• [Tekstfragment]
Even wat meer context:

De tweet waarop Pieter Omtzigt met zijn eerste tweet reageerde was:

ALARMEREND: Forum kamerlid Gideon van Meijeren hoopt op een bestorming van de Tweede Kamer en realiseert zich dat daarbij ook (dodelijke) slachtoffers kunnen vallen.Wie grijpt in? #fvdstaatsgevaarlijk#fvd

Het Tweede-Kamerlid Van Meijeren had in een interview met de Belgische website Compleetdenkers gezegd dat hij hoopt op een revolutionaire beweging “waarbij het zo urgent wordt voor mensen die niks meer te verliezen hebben, dat ze bij wijze van spreken naar het parlement trekken en zeggen: wij gaan hier gewoon niet meer weg totdat de regering weg is.”

Er zijn video opnames van het interview waarop het fragment te beluisteren is zodat iedereen kan zien en horen wat er precies gezegd wordt. Maar dat betekent niet dat iedereen het eens is over hoe we deze handeling moeten beoordelen.

Wat de spreker hier doet riekt volgens sommigen naar opruiing. Het OM (Openbaar Ministerie) is gevraagd te kijken of er sprake is van een strafbaar feit. De geleerden zijn het er niet over eens.

Bij opruiing moet er sprake zijn van concrete bewoordingen, zegt Sackers. ,,Van Meijeren moet specifiek tegen de kijkers zeggen massaal naar het parlement te trekken en daar strafbare feiten te plegen. Maar dat doet hij niet. Hij legt ergens een flauwe link met de bestorming van het Capitool, maar daar zal een rechter hem niet voor veroordelen.” Strafrechtadvocaat Geert-Jan Knoops sluit zich daar bij aan. ,,Van Meijeren zegt het zodanig dat het niet te kwalificeren is als directe opruiing. Om daarvoor veroordeeld te worden moet je direct en concreet oproepen tot gewelddadig optreden tegen het openbaar gezag: dat bewijs zie ik hierin niet direct.” (uit het Algemeen Dagblad van 14 November 2022).

• [Gestelde opdracht]
Beantwoord deze vragen over het tekstfragment over Gideon van Meijeren:
1. Aan welke Belgische website gaf Van Meijeren het interview?
2. Welke instantie is gevraagd na te gaan of er sprake is van een strafbaar feit?
3. Uit welke krant en van welke datum komen de uitspraken van Sackers en Knoops?
Het materiaal speelt hierbij geen enkele rol.

• [Materiaal]

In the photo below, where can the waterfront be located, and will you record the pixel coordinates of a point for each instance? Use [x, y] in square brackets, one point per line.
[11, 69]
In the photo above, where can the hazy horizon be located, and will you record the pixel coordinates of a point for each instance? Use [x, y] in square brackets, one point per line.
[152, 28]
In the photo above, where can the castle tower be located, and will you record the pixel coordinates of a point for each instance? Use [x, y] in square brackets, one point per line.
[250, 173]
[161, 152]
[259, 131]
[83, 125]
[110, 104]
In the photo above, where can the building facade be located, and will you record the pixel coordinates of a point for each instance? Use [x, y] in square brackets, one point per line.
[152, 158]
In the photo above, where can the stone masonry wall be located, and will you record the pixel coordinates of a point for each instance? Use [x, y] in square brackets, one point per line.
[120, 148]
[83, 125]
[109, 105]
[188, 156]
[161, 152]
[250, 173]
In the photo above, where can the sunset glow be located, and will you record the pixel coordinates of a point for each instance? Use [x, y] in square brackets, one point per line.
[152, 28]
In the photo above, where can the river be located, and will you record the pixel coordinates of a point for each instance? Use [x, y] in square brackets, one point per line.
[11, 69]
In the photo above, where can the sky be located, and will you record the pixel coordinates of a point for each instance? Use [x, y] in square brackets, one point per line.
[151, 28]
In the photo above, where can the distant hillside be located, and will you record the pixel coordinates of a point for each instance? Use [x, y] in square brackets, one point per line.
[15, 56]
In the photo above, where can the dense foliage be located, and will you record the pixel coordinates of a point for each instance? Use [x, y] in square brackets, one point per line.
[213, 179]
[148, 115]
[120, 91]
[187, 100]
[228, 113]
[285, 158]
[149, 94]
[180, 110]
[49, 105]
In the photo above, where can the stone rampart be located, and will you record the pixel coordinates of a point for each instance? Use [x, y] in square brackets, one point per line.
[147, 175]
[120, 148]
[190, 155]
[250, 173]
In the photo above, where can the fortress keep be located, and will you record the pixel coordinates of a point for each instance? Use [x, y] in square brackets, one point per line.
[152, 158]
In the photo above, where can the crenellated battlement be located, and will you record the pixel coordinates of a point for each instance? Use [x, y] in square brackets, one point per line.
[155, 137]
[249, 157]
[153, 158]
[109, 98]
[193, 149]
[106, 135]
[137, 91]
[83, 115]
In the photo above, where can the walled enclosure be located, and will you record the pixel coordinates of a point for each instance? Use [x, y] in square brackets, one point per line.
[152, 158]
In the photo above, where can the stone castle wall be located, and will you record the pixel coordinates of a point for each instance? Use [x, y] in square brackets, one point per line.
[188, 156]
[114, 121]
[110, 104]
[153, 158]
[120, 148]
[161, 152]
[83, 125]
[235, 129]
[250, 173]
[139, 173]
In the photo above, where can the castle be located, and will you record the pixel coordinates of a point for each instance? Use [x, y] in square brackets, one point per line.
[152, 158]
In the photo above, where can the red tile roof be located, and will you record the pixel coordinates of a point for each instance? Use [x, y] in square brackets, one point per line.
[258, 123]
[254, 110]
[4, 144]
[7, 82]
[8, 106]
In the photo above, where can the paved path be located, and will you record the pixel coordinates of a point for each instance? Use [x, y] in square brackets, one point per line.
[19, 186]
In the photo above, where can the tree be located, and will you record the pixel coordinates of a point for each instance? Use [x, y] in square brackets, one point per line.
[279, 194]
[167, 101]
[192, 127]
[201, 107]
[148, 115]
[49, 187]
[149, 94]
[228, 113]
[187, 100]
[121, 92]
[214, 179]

---

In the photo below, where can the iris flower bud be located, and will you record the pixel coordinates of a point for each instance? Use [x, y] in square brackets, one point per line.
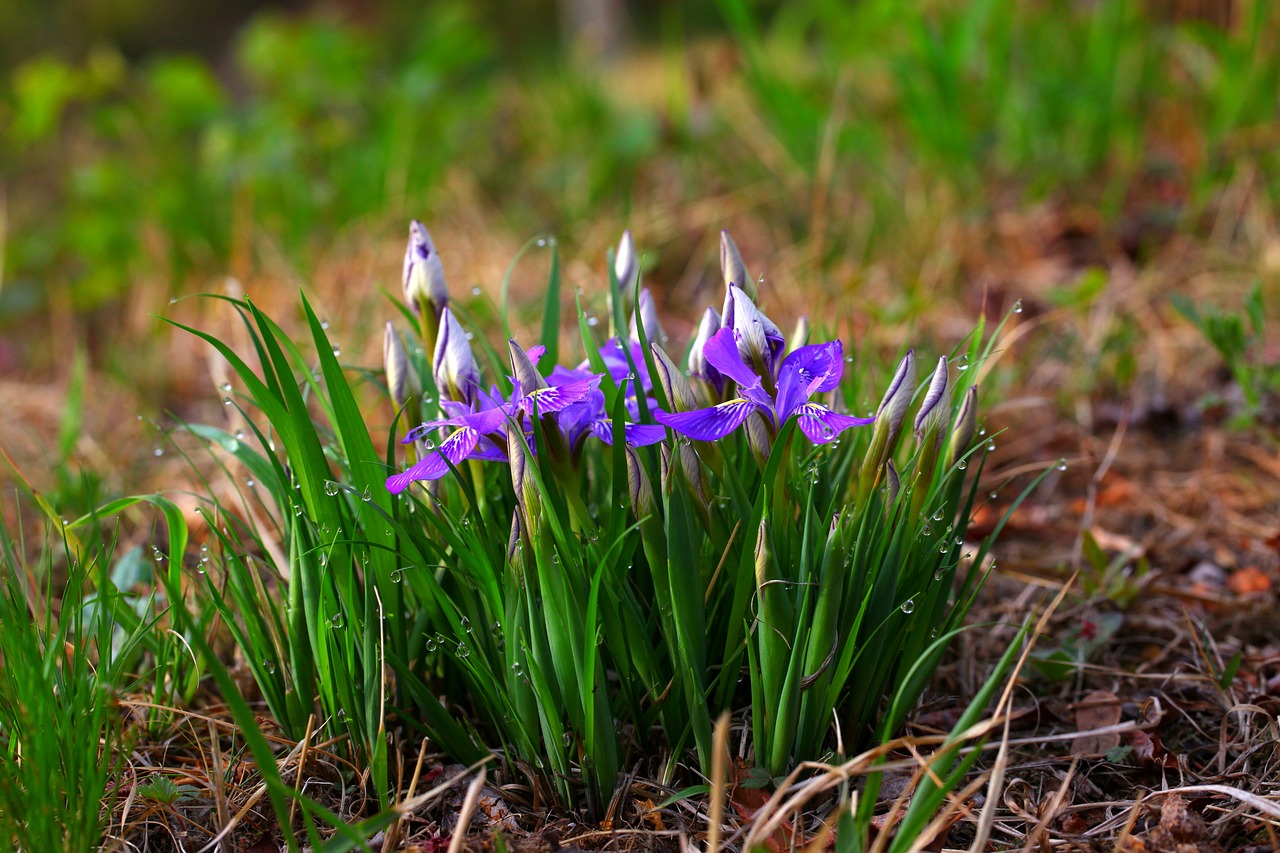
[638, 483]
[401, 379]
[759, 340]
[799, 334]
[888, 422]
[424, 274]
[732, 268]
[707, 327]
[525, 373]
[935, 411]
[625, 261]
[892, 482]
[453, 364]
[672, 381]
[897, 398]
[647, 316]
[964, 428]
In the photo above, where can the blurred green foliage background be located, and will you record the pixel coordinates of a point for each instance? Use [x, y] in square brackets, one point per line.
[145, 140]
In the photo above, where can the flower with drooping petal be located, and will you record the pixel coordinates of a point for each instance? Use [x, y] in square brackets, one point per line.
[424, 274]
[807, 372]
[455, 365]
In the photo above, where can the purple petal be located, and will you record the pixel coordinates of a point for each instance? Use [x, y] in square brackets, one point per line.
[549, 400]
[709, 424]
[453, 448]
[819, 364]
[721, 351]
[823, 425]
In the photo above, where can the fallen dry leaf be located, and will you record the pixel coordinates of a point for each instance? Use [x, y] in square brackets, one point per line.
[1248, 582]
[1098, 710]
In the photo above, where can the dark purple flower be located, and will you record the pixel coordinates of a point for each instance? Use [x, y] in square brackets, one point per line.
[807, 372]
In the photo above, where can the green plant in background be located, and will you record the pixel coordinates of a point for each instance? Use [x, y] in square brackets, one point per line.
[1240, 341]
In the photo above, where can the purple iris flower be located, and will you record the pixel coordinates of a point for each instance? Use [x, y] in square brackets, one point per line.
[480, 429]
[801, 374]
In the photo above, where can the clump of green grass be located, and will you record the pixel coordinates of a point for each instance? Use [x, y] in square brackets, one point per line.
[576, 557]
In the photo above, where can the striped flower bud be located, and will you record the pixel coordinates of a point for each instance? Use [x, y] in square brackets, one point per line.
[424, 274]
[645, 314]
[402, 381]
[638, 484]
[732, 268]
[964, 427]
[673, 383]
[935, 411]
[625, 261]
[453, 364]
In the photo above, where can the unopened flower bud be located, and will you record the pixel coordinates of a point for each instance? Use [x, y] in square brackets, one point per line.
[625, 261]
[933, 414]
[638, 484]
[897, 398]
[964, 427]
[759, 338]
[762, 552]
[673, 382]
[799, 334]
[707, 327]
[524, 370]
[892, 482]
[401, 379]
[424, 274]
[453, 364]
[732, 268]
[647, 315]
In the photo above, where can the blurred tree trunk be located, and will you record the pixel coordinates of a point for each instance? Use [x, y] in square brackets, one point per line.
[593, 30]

---

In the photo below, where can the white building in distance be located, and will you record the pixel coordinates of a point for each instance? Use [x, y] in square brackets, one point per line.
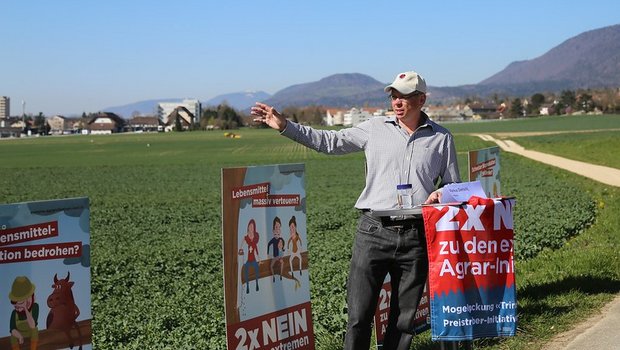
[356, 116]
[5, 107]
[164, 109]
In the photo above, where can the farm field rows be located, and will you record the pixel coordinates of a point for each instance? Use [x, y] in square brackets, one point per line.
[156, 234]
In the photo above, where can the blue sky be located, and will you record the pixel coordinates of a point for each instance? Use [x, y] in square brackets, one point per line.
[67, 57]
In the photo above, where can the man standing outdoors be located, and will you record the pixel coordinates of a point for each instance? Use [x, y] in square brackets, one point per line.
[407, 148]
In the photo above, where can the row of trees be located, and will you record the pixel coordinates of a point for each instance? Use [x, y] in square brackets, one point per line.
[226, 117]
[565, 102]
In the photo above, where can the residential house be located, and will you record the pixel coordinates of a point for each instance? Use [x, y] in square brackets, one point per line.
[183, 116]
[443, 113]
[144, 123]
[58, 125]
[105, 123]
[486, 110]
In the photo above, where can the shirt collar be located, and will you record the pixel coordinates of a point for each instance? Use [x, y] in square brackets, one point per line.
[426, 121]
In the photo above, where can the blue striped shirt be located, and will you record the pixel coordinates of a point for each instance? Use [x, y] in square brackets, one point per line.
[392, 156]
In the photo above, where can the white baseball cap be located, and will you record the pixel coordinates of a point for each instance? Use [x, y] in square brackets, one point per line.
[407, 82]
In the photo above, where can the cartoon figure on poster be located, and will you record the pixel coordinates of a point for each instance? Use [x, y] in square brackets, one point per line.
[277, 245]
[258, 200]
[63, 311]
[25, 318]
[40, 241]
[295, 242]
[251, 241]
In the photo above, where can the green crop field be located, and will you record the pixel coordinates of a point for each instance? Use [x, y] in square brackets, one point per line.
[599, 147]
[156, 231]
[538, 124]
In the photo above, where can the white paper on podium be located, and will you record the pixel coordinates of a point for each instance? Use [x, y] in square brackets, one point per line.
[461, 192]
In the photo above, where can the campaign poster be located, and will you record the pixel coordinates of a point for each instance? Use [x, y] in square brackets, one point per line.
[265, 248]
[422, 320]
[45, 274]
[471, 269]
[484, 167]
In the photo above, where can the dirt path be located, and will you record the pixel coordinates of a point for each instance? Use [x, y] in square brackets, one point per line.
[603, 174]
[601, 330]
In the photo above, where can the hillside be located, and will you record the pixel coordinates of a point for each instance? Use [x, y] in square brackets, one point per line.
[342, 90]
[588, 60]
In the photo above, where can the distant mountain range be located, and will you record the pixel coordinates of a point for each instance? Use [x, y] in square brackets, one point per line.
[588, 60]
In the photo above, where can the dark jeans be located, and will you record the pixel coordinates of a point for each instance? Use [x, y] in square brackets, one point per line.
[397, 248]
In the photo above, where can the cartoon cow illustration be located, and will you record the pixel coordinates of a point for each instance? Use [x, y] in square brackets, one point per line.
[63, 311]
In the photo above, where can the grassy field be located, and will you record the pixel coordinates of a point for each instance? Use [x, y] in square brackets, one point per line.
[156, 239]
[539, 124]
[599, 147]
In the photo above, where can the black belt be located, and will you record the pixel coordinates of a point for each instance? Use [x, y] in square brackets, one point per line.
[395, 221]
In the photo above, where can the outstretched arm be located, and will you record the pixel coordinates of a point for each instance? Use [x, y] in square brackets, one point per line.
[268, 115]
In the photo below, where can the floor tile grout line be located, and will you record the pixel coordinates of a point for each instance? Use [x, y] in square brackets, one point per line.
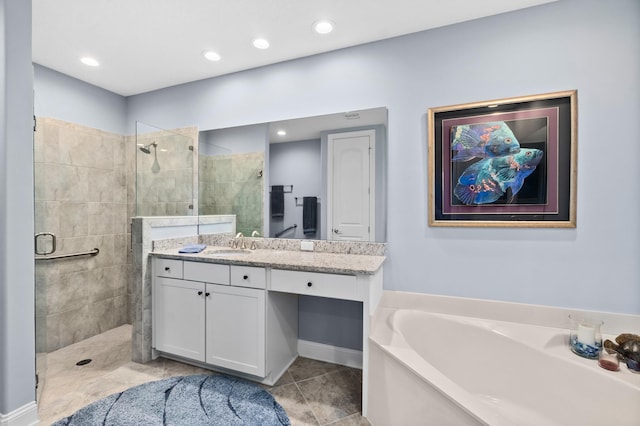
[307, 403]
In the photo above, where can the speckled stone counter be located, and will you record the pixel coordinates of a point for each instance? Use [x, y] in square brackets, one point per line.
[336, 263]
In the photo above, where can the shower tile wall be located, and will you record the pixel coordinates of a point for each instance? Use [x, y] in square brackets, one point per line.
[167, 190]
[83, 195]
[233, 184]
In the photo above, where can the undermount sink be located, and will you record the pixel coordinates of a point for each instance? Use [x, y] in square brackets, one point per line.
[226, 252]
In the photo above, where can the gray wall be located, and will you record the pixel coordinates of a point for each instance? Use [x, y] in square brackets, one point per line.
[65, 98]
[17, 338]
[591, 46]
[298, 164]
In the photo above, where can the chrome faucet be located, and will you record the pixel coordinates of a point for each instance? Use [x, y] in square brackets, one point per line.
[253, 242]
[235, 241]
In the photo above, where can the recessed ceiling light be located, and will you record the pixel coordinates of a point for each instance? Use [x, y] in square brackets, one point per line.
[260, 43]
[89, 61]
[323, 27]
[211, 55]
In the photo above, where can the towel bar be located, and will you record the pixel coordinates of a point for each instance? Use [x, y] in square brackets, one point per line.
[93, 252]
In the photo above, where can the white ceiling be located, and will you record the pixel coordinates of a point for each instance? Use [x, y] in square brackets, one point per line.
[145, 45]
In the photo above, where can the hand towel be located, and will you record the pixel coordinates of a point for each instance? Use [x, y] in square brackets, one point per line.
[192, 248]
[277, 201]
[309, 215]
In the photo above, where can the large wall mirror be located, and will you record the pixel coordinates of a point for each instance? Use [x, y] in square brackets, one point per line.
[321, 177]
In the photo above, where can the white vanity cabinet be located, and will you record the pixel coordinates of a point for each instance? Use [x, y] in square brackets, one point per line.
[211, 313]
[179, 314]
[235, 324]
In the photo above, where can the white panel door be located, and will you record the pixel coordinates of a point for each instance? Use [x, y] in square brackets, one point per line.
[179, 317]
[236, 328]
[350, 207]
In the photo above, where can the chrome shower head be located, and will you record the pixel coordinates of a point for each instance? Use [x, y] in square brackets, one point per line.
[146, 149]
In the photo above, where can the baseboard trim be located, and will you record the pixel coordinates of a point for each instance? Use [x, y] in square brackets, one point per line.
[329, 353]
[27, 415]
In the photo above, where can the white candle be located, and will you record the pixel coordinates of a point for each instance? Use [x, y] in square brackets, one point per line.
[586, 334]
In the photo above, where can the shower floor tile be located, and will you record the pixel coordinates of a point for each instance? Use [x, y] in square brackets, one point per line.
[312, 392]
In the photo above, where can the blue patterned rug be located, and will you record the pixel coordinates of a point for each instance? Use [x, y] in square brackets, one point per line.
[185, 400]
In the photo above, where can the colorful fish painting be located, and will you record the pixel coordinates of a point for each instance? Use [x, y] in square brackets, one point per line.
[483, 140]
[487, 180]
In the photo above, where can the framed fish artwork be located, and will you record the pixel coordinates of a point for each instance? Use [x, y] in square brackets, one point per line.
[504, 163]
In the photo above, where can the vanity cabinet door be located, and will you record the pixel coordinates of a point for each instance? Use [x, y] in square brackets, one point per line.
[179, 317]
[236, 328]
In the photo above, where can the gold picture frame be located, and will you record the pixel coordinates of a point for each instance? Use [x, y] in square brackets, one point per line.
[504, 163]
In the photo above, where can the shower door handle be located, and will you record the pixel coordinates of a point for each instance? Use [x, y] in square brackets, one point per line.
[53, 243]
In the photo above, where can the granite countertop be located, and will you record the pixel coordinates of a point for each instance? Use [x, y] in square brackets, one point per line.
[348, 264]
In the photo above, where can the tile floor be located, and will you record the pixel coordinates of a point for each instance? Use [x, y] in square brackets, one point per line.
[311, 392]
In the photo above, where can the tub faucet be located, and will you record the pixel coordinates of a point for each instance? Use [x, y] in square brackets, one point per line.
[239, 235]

• [Antwoord]
1. Aan de website Compleetdenkers.
2. Het Openbaar Ministerie (OM).
3. Uit het Algemeen Dagblad van 14 november 2022.